Copy the forum thread again, everything from "Wait, I'm guessing" down to "fucking school damage.", replacing "high school" with "secondary school" each time it occurs.

# READING PASSAGE
## START

Name: Anonymous 2011-08-20 0:00

>>24
And you fail meta-completely by not realizing that a heavily propagandized system produces failures in exactly those ways. We are agreeing. But you are just agreeing loudly, like some chump.

The core element to the American problem is that the education system isn't.

Name: Anonymous 2011-08-20 1:01

>>5
What the hell is wrong with you?

Wait, I'm guessing the same educational system you're criticizing may have something to do with it.

I concede defeat.

Name: Anonymous 2011-08-20 1:02

Reading Gatto during high school totally captured the experience I felt. Day in, day out, we're drilled the same bullshit and forced to regurgitate. I was interested in the stuff they taught, but it's just fucking boring. Childhood is a time to flower and explore and learn; there's so much potential being wasted or pushed down in totalitarian public schools. I remember all the bullshit I went to, getting crap just for doodling in my books - then being reconditioned in high school not to be paranoid about being creative.

A lot of fucking school damage.

And it pains me even more to see kids I went through school with punishing their own kids with everything that was wrong with their own upbringing in the first place.

## END

# INFORMATION SUPPLIED
## START

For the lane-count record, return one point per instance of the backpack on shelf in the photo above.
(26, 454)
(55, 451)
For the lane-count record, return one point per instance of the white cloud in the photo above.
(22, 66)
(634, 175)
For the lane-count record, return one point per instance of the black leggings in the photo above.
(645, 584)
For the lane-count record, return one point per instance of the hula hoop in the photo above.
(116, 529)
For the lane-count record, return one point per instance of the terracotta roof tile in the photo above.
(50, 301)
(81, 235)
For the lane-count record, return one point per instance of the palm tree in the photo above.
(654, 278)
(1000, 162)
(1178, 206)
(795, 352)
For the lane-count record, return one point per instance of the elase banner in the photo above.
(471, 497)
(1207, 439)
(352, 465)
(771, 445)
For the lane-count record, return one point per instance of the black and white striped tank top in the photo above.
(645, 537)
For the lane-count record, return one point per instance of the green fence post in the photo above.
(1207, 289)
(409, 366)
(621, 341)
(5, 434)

## END
## START

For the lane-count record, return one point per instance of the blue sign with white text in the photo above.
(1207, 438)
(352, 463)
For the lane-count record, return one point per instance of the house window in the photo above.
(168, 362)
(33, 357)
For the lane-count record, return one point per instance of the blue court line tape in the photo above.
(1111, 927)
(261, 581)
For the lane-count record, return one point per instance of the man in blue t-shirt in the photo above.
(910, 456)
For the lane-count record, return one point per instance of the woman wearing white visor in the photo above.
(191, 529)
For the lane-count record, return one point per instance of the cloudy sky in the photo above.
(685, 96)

## END
## START

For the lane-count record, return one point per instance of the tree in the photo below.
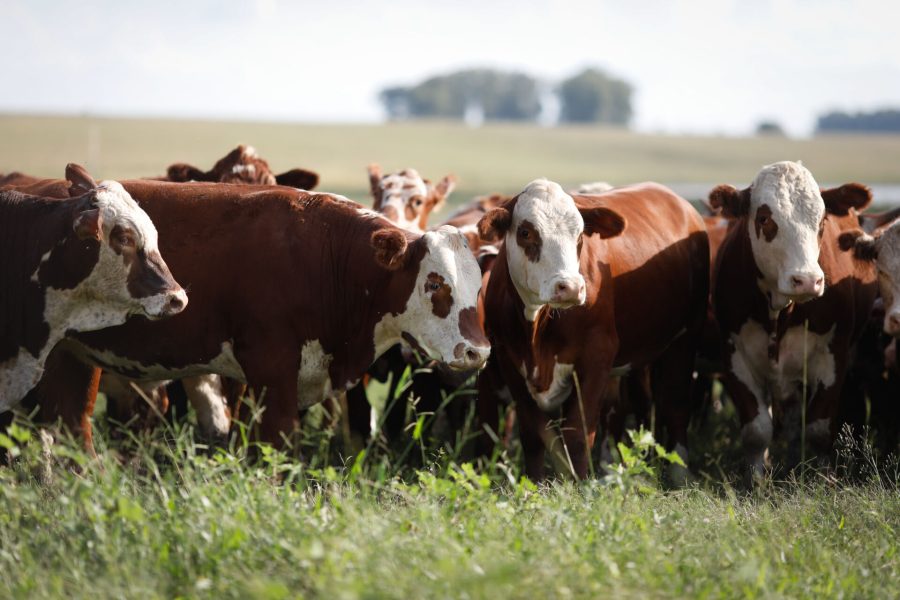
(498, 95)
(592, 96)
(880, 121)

## END

# RESPONSE TO THIS TASK
Wait, I'm guessing the same educational system you're criticizing may have something to do with it.

I concede defeat.

Name: Anonymous 2011-08-20 1:02

Reading Gatto during secondary school totally captured the experience I felt. Day in, day out, we're drilled the same bullshit and forced to regurgitate. I was interested in the stuff they taught, but it's just fucking boring. Childhood is a time to flower and explore and learn; there's so much potential being wasted or pushed down in totalitarian public schools. I remember all the bullshit I went to, getting crap just for doodling in my books - then being reconditioned in secondary school not to be paranoid about being creative.

A lot of fucking school damage.